- **PASSAGE**

━━━━

No Pain in Spain

18 02 2009

There weren’t too many positives for Fabio Capello to take out of England’s insipid display in Sevilla last week. The Three Lions went down with barely a whimper as they were taught a Spanish master class in possession football by the technically superior European champions in Andalusia, but was it really necessary to shift the friendly match from Madrid?

 

All eyes, or ears, were on the crowd, rather than the pitch at the Ramón Sánchez Pizjuán, and for once it wasn’t the travelling English fans under scrutiny.

 

Four years ago in Madrid when England were defeated 1-0 in a friendly match at the Bernabeu Ashley Cole and Shaun Wright-Phillips were subjected to monkey chants from the home supporters, and the Spanish Football Association were fined a paltry £44,750, or half of Fernando Torres’ weekly wage packet at Liverpool.

 

It was scene mirrored in Zagreb during England’s monumental 4-1 win against Croatia, and again a ridiculous fine of just £15,000 was dolled out to the hosts; that worked out at around 15 pence per spectator. UEFA and FIFA talk a good game, but for all their tough rhetoric on tackling racism, little has been done and indubitably a change of tact is needed.

 

It’s something the Football Association clearly agree with. They vetoed their Spanish counterparts hosting the game in the capital, in a misguided attempt to defend the players from potential racist chanting.

 

It was almost like sweeping the issue under the carpet. No one wants to see anyone racially abused, whatever their skin colour or creed, but shifting the game from where the offence occurred four years ago is hardly the correct attitude. Of course, it’s not certain any abuse would have been aimed at any players in the England squad had the tie gone ahead in Madrid.

 

Maybe if any offence had of occurred it would have been the proverbial kick up the backside FIFA and UEFA need.

 

Matthew Upson was present in both Madrid and Sevilla, and said “I remember the racist chanting and it was not very pleasant. If we have to get a game moved because of the racist environment then we will. It is a positive step towards stamping it out.”

 

But would a move actually deter fans? Racism isn’t a problem specific to Madrid, after all.

 

Moving the game was almost a nod to the fact racism still exists, and hasn’t been sufficiently dealt with. It’s a bit like being too scared to use the London Underground in case there’s another terrorist attack.

 

There’s no certainty any chanting would’ve occurred in Madrid, but a walk-off by England’s players in the cauldron of the Bernabeu in the face of monkey chants would’ve spoken volumes, and sent a clear message to the footballing authorities that not enough is being done to combat racism.

━━━━

- **DATA LISTING**
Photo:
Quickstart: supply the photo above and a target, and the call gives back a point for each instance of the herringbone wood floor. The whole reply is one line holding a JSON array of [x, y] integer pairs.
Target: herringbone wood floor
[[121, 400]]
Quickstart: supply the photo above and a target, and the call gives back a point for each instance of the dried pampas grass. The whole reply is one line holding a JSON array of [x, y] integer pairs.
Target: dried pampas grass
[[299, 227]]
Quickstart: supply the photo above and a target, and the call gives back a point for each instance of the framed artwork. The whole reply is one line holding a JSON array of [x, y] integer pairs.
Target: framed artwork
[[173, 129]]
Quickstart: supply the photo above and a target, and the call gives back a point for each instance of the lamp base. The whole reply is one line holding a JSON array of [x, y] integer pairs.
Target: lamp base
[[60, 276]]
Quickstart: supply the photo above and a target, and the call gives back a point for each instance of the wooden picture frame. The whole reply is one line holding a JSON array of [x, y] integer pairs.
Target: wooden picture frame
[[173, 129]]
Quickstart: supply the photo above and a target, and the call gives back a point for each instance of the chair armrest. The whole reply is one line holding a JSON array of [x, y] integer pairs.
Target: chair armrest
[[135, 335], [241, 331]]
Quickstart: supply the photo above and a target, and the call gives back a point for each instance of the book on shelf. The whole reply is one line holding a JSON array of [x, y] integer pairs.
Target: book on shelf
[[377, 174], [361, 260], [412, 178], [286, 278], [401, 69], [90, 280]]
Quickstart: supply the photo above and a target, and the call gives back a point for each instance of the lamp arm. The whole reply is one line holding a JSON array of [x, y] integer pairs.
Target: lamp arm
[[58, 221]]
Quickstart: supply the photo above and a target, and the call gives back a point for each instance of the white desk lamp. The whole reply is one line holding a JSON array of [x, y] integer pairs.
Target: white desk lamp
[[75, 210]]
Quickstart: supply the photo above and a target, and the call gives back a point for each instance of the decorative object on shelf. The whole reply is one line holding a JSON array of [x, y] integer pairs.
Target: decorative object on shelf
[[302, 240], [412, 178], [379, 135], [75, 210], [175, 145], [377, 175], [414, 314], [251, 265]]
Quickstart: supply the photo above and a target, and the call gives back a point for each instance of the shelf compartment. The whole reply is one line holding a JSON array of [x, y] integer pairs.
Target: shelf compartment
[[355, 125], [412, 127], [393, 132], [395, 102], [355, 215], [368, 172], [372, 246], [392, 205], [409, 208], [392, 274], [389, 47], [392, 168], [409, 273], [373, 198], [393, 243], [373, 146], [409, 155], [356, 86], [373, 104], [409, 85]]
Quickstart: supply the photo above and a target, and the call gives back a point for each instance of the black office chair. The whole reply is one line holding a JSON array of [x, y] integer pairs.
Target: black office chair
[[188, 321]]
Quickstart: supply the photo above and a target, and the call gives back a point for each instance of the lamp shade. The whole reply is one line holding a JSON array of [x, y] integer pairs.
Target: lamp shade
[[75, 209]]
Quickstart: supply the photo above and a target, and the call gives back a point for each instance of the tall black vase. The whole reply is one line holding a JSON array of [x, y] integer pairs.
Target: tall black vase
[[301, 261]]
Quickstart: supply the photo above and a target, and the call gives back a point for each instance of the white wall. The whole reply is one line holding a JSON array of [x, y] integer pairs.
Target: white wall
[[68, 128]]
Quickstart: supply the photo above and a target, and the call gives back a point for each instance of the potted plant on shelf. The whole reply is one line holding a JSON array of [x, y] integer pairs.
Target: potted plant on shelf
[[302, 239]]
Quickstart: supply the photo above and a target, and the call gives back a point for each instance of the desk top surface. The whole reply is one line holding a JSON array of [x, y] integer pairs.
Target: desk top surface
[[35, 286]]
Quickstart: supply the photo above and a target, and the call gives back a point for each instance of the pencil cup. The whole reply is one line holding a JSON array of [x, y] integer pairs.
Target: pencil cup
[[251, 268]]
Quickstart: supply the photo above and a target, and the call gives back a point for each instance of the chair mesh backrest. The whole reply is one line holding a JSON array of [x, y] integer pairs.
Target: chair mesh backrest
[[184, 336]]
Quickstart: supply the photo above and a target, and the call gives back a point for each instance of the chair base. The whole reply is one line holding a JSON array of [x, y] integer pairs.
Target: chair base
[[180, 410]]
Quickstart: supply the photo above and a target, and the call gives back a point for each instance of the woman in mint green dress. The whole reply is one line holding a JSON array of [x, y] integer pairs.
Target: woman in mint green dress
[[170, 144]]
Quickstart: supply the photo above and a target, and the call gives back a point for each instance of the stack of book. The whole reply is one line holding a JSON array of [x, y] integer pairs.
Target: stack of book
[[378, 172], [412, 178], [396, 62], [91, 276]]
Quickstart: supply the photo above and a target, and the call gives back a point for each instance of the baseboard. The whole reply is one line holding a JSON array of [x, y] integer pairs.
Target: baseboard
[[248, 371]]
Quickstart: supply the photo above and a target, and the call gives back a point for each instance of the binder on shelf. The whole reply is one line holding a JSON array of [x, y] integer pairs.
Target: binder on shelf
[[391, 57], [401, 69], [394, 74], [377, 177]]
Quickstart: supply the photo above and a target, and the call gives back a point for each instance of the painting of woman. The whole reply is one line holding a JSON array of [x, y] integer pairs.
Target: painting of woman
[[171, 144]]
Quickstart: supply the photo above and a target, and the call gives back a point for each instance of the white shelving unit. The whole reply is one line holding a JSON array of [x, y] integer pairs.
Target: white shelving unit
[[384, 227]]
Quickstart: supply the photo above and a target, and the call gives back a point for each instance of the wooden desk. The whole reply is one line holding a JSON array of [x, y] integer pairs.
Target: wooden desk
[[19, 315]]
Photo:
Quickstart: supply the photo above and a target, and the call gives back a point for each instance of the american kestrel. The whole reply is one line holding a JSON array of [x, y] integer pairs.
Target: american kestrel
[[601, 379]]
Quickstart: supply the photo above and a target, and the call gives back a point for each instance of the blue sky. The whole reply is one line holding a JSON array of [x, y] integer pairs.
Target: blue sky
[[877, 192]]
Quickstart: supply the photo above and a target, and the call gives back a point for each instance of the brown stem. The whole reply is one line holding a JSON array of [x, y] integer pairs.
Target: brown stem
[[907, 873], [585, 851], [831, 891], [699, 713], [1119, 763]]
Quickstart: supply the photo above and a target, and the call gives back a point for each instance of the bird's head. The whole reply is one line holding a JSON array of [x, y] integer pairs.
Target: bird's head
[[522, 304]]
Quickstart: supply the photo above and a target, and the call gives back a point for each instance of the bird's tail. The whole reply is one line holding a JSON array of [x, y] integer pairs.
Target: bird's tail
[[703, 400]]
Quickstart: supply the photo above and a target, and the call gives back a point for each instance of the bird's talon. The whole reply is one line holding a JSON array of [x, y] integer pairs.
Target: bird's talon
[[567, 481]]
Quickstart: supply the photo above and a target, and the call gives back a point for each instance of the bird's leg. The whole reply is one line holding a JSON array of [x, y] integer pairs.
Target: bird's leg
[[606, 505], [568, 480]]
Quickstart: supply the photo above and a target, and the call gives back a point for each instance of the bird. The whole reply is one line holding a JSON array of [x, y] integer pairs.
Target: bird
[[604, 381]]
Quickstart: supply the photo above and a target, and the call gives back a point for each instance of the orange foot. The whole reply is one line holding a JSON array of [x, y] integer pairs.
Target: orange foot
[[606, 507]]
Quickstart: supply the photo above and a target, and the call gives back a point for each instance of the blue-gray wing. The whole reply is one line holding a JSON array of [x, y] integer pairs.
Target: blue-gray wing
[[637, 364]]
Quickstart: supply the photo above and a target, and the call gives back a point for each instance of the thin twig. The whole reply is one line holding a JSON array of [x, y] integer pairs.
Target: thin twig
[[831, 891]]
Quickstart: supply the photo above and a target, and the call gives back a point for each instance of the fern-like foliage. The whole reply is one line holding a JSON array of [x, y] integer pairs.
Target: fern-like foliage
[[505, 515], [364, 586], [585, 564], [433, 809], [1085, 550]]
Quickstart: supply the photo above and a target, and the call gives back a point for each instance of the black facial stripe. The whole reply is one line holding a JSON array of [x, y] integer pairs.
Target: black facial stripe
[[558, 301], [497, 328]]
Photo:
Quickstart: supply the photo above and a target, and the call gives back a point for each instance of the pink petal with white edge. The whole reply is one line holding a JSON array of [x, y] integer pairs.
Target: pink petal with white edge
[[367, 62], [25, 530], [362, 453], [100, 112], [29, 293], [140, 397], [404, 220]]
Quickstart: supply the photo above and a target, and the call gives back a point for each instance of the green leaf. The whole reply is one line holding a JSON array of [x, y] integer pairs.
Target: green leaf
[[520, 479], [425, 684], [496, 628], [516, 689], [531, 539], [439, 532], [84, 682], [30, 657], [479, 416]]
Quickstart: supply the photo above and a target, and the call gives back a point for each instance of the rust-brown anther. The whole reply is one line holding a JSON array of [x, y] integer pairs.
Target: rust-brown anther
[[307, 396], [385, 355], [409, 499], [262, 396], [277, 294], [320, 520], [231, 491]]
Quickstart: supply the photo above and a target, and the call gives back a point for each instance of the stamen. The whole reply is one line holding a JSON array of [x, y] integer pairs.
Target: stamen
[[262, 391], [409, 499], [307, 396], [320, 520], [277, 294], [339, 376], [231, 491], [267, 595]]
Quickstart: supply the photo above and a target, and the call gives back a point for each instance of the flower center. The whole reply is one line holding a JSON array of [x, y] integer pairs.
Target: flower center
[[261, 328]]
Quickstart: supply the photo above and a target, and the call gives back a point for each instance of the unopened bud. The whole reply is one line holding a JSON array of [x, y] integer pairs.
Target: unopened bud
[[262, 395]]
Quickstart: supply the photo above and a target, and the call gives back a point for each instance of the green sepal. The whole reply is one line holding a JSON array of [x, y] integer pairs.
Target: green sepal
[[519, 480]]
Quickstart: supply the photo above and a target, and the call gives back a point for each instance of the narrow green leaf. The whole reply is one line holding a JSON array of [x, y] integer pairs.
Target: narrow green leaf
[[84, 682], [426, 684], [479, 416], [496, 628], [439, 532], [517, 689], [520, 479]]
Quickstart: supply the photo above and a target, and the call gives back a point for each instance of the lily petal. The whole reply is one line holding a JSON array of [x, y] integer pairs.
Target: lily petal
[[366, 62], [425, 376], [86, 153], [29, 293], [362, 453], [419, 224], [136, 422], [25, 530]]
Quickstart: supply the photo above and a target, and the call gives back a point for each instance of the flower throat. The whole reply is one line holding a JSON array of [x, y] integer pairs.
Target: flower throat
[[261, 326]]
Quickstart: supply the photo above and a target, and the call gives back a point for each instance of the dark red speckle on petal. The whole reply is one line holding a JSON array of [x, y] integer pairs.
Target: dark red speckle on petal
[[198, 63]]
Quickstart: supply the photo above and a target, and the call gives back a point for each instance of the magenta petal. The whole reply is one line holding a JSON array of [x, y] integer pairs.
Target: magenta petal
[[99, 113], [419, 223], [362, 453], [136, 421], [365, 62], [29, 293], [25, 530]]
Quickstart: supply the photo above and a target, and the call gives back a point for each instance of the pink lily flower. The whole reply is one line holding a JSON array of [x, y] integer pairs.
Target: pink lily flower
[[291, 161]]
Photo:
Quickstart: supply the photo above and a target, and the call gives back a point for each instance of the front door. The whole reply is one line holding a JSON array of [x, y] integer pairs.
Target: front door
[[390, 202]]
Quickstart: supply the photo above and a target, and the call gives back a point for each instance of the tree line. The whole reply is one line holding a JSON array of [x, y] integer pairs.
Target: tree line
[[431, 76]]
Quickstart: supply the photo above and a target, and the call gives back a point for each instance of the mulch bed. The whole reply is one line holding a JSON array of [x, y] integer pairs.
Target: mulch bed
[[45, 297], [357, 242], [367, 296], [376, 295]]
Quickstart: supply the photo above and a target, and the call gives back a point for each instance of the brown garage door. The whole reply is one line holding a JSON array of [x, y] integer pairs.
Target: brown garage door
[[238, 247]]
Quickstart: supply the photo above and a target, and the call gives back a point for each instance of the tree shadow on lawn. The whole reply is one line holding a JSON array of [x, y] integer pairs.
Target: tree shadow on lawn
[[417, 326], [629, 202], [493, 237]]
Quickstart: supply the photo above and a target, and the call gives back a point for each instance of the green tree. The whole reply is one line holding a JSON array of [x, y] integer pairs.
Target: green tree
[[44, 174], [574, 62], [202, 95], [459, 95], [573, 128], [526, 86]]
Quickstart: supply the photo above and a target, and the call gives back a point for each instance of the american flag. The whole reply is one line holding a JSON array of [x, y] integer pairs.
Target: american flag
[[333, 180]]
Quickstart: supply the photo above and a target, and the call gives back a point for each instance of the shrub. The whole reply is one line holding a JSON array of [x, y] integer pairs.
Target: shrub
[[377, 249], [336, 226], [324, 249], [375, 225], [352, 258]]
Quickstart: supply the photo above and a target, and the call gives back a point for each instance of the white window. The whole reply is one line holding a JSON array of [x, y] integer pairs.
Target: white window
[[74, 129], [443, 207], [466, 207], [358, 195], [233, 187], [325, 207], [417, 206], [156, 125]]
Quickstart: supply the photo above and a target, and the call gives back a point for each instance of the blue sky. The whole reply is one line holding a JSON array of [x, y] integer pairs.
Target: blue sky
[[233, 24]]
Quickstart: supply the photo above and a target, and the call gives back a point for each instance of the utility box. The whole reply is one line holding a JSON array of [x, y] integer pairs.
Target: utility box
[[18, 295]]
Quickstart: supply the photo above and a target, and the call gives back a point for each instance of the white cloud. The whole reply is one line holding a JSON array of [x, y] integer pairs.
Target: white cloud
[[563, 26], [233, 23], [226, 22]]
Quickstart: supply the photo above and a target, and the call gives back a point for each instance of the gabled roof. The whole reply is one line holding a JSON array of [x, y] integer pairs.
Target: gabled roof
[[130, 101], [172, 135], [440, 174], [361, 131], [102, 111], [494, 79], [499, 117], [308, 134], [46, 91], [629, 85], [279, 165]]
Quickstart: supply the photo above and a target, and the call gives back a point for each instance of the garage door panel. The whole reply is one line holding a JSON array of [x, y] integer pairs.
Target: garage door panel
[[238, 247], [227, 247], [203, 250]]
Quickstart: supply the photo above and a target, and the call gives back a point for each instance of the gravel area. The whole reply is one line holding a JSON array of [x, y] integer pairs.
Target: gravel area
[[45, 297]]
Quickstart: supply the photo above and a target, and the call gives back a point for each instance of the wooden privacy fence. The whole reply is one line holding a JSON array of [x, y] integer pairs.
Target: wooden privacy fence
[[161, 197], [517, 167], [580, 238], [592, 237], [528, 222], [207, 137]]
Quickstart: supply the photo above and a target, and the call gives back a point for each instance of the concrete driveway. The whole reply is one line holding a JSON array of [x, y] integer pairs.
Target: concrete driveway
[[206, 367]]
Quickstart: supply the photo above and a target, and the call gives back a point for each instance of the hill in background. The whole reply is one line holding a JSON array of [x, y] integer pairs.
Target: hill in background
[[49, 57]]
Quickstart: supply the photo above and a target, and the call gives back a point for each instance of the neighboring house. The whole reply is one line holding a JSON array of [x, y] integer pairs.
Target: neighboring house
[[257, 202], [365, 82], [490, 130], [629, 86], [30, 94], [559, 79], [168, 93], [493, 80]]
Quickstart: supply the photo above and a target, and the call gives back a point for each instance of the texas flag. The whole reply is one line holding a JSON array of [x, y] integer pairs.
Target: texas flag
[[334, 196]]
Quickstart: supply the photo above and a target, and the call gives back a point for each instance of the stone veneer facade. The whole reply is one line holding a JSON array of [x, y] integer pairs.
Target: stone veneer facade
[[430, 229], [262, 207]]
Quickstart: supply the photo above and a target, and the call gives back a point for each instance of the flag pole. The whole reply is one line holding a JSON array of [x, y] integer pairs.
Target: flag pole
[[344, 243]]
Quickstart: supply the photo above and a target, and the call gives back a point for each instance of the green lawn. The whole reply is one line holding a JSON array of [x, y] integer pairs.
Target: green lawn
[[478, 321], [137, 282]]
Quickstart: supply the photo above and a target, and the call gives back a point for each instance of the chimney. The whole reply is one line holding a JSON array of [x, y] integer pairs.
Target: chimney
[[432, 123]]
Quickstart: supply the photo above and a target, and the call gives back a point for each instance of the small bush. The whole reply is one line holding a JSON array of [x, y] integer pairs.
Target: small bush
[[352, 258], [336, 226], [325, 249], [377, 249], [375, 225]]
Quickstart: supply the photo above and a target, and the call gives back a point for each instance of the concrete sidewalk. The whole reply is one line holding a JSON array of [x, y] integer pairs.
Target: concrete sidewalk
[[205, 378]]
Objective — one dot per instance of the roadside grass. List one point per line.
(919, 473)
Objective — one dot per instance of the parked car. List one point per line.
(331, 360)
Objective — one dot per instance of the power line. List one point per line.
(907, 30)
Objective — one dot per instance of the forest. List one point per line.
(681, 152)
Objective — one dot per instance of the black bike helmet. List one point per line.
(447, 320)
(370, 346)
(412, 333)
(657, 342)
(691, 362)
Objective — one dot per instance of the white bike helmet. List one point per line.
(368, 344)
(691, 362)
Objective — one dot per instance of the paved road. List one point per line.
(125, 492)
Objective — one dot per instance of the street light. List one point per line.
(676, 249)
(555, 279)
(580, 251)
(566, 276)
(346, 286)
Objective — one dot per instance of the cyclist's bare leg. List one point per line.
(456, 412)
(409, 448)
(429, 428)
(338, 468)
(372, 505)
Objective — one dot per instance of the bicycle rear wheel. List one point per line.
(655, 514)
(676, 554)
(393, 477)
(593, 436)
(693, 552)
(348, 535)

━━━━

- **TASKS TO CARRY OUT**
1 > From the article on England's friendly in Spain, output the passage from "Moving the game" to "to combat racism.", copied word for word.
2 > Answer these questions using the article on England's friendly in Spain:
(a) How much was the Spanish Football Association fined after the chanting at the Bernabeu four years earlier?
(b) What fine was given to the hosts after the chanting in Zagreb?
(c) Which England player was present in both Madrid and Sevilla?

- **ANSWER SECTION**
1 >
Moving the game was almost a nod to the fact racism still exists, and hasn’t been sufficiently dealt with. It’s a bit like being too scared to use the London Underground in case there’s another terrorist attack.

 

There’s no certainty any chanting would’ve occurred in Madrid, but a walk-off by England’s players in the cauldron of the Bernabeu in the face of monkey chants would’ve spoken volumes, and sent a clear message to the footballing authorities that not enough is being done to combat racism.

2 >
(a) £44,750
(b) £15,000
(c) Matthew Upson